┏━━
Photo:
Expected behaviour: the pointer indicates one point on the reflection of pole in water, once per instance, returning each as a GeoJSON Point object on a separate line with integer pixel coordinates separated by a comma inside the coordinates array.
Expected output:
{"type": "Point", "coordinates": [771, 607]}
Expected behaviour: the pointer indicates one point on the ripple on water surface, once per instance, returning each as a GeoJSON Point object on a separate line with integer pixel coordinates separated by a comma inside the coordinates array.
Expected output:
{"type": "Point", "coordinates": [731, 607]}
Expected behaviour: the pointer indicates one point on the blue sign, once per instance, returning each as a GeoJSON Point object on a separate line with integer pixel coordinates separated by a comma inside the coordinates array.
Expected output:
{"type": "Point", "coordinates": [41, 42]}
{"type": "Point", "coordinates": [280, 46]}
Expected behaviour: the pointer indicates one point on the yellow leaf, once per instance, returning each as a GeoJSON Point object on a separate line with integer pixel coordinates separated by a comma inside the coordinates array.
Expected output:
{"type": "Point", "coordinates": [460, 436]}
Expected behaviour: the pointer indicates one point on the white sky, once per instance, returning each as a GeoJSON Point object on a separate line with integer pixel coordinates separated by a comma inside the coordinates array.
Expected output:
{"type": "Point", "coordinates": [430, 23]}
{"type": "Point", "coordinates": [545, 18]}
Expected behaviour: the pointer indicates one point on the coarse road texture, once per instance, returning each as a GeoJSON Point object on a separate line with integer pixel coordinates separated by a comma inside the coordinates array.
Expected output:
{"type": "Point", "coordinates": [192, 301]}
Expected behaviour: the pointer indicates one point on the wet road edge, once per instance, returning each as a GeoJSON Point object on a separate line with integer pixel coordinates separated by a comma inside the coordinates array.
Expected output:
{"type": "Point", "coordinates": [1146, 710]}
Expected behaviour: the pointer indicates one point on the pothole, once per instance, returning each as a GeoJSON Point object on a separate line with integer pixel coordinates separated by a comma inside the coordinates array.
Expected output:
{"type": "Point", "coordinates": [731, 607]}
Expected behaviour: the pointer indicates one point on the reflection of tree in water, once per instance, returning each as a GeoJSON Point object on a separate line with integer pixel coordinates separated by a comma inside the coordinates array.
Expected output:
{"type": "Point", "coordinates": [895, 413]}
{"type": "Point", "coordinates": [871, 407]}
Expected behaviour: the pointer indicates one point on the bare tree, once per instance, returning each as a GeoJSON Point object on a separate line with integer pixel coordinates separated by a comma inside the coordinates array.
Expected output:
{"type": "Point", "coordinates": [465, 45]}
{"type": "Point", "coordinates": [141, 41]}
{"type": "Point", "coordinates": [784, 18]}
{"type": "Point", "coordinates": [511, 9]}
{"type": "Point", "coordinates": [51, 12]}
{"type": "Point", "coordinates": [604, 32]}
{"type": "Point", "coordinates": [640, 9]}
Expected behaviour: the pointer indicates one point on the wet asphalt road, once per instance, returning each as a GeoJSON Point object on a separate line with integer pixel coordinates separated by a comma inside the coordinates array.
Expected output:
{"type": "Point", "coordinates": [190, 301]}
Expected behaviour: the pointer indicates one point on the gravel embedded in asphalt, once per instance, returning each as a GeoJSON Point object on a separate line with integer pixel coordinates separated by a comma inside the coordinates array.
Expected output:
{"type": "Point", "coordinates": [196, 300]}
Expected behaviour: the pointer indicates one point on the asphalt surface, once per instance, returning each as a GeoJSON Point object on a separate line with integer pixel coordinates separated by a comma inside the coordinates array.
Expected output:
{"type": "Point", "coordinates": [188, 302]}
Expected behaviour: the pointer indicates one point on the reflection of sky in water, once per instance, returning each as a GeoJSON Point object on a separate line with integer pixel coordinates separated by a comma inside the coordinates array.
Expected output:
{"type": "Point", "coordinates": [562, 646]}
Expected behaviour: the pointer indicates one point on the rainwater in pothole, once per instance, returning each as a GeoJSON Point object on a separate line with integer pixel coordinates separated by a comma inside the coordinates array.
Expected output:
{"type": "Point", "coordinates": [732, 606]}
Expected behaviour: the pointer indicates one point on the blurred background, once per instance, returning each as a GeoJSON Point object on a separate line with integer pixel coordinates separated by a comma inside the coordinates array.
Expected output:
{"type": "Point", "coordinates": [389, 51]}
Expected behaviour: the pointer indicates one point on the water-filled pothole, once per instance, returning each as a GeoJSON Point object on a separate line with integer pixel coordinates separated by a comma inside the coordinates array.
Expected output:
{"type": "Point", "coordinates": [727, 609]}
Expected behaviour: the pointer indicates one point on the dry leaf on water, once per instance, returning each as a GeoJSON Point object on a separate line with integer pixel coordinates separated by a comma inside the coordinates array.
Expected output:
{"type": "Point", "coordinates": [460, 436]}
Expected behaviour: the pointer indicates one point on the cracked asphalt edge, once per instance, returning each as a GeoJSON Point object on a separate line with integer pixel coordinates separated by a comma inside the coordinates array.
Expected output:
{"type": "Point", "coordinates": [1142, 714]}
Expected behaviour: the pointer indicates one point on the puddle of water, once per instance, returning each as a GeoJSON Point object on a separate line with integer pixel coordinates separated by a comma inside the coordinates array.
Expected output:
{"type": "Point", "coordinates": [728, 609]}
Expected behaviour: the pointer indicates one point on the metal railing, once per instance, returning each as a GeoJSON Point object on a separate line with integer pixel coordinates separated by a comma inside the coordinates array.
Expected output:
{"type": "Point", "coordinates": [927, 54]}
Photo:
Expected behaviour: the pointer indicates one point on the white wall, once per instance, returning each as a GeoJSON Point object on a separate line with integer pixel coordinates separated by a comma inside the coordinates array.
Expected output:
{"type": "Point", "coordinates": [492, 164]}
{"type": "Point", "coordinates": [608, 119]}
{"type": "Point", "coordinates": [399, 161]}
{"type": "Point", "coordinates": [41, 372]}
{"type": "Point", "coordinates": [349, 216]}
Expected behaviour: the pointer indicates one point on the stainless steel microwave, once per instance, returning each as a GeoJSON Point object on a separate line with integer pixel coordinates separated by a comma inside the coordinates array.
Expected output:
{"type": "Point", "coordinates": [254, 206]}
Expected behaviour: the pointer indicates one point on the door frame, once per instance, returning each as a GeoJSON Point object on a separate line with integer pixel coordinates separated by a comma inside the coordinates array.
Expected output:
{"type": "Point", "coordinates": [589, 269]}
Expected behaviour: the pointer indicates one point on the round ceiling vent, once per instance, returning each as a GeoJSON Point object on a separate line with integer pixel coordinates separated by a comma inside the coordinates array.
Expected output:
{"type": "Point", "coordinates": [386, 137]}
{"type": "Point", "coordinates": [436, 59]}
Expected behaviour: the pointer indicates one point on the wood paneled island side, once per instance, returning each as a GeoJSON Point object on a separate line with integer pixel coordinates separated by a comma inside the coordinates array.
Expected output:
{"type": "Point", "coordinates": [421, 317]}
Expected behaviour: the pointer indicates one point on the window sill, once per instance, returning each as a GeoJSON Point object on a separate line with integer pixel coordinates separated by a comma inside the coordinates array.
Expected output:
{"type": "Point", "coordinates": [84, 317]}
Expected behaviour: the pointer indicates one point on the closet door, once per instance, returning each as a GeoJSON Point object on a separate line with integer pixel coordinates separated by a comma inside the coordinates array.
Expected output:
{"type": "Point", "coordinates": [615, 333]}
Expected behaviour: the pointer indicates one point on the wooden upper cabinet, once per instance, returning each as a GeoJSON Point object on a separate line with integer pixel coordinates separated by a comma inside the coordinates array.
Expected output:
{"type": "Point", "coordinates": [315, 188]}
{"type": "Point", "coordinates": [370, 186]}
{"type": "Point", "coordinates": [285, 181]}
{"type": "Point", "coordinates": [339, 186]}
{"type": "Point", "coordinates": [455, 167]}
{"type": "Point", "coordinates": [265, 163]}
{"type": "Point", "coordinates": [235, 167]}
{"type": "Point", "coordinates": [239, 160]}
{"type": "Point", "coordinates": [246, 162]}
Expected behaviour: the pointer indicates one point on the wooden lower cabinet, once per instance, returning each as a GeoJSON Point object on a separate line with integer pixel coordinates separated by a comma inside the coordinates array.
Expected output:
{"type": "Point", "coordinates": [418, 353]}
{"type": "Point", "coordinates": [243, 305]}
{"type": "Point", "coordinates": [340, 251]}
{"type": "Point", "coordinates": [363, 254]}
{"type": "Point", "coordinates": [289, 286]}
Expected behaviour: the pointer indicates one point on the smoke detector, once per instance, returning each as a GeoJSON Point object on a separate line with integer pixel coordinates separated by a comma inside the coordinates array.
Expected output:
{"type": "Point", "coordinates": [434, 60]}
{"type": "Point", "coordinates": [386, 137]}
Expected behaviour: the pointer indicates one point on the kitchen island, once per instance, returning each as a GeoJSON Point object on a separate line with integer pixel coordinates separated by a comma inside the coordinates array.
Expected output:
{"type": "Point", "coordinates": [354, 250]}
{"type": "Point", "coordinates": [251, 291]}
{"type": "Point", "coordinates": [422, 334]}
┗━━
┏━━
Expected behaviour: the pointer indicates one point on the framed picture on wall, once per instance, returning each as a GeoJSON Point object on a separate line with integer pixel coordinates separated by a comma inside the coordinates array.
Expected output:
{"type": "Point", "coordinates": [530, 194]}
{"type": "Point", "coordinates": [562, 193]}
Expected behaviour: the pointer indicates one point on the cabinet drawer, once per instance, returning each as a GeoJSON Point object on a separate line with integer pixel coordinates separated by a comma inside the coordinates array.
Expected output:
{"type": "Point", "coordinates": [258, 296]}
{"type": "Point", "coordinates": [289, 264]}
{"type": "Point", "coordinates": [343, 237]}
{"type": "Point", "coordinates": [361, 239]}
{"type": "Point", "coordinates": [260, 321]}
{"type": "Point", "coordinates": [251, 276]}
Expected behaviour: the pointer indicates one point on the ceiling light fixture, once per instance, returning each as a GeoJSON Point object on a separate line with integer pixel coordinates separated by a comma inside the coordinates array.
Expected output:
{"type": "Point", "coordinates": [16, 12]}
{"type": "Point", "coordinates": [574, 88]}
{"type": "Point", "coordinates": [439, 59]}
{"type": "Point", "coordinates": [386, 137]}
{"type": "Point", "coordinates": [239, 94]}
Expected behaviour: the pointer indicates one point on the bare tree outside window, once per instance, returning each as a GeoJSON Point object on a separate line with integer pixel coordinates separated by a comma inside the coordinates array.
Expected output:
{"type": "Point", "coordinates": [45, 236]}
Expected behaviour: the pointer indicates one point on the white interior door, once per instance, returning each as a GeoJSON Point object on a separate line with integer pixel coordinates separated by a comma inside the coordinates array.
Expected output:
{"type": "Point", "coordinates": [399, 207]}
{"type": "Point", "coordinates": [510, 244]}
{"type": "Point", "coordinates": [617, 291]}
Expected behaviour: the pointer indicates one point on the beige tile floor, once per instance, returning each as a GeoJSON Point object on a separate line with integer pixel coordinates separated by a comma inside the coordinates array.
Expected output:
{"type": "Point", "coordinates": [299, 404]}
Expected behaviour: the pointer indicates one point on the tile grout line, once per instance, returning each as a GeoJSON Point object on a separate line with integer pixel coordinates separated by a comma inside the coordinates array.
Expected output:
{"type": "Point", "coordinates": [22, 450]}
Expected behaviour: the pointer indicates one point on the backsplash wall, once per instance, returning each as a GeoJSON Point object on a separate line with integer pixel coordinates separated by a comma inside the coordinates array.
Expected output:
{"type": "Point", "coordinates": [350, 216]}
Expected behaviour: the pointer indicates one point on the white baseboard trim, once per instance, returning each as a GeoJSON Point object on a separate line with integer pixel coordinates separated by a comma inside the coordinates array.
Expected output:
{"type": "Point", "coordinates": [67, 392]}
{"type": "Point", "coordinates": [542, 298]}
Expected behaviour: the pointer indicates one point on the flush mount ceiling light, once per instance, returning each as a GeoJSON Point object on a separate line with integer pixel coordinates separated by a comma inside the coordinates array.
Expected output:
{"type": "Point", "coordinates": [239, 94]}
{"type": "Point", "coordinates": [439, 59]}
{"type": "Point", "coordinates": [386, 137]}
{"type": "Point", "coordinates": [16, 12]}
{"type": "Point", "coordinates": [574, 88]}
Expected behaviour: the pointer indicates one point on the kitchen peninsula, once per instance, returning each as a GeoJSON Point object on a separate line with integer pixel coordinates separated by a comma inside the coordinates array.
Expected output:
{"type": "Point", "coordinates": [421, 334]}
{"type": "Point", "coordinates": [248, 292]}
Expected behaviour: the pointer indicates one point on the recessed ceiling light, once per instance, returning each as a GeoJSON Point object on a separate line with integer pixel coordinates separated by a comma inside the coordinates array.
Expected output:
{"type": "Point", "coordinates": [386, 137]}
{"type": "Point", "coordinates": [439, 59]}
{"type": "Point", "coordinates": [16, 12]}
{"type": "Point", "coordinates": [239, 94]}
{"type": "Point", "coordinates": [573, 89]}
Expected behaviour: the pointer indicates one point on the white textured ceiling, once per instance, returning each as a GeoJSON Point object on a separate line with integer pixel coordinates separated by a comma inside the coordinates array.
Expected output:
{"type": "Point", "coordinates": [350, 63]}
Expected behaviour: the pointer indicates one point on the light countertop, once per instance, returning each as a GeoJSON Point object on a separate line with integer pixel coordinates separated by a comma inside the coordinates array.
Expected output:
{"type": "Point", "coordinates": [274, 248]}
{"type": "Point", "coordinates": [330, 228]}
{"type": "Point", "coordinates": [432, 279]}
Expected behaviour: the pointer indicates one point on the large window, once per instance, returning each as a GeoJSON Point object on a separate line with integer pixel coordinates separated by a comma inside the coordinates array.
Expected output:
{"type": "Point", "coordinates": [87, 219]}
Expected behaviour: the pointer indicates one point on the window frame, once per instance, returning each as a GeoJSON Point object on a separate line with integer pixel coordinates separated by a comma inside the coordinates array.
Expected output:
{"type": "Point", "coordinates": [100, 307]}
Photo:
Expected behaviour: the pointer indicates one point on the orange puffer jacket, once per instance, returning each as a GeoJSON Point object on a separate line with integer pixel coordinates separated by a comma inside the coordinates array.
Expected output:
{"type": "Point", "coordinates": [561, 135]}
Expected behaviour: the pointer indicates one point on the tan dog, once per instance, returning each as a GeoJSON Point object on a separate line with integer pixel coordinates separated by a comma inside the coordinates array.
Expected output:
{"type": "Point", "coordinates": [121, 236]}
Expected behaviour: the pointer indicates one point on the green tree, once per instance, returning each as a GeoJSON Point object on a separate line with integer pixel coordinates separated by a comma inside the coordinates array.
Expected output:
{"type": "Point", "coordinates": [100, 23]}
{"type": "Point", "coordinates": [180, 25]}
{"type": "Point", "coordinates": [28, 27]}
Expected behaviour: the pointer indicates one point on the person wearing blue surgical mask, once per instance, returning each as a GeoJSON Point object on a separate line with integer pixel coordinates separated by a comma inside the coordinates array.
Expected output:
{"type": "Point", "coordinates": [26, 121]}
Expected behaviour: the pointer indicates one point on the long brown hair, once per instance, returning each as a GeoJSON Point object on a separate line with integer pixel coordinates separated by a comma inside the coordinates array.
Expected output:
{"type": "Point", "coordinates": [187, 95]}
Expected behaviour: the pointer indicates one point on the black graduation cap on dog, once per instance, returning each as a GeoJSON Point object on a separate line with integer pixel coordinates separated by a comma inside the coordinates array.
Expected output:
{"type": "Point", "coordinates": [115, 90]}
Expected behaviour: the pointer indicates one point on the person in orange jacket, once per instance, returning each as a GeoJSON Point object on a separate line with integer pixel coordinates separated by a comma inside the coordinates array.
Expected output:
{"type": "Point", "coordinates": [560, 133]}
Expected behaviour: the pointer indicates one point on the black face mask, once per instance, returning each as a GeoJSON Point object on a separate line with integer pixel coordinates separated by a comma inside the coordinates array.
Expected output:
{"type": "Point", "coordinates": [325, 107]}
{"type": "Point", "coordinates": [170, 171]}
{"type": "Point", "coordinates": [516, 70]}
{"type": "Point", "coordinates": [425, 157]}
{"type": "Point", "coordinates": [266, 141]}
┗━━
• [The task]
Filter by the word "leaf": copy every line of the data that holds it.

• [Answer to the exercise]
Expected behaviour: the pointer indicates one point on the yellow leaf, once per instance, returning each as a GeoJSON Point object on a separate line with integer pixel coordinates separated by a comma inside the coordinates array.
Expected behaviour: the pointer indicates one point on the dry leaf on water, once per instance, returning each as a GeoJSON Point object on a separate line with integer pixel coordinates separated by a comma inside the coordinates array.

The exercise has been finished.